======== Data records ========

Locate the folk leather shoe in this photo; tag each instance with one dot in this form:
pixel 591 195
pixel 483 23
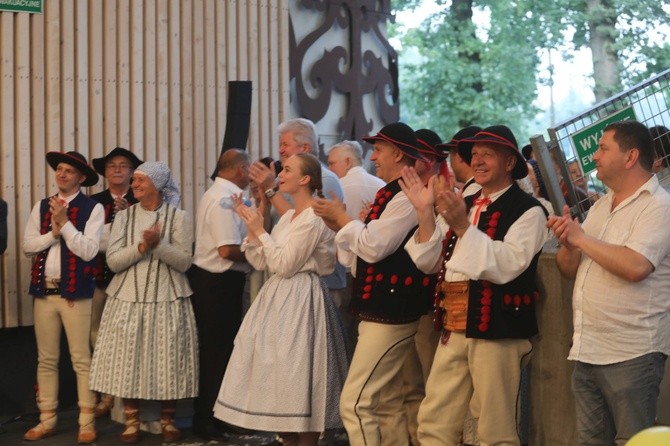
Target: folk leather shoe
pixel 38 432
pixel 86 435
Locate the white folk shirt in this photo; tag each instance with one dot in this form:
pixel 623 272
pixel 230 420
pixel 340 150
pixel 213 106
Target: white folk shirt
pixel 616 320
pixel 217 226
pixel 379 238
pixel 358 187
pixel 84 245
pixel 478 257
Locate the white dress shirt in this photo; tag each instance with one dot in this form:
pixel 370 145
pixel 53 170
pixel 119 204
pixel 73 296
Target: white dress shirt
pixel 379 238
pixel 616 320
pixel 359 187
pixel 218 226
pixel 84 245
pixel 478 257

========

Required action — Go through the listing above and copy each line that contains "this".

Answer area —
Locate the folk leather shoe in this photo; tag each instance with one dot in this form:
Locate the white folk shirt in this photo; tag each instance with one dot in this form:
Locate the white dress shirt in this photo; tag each instance with one dot in this form:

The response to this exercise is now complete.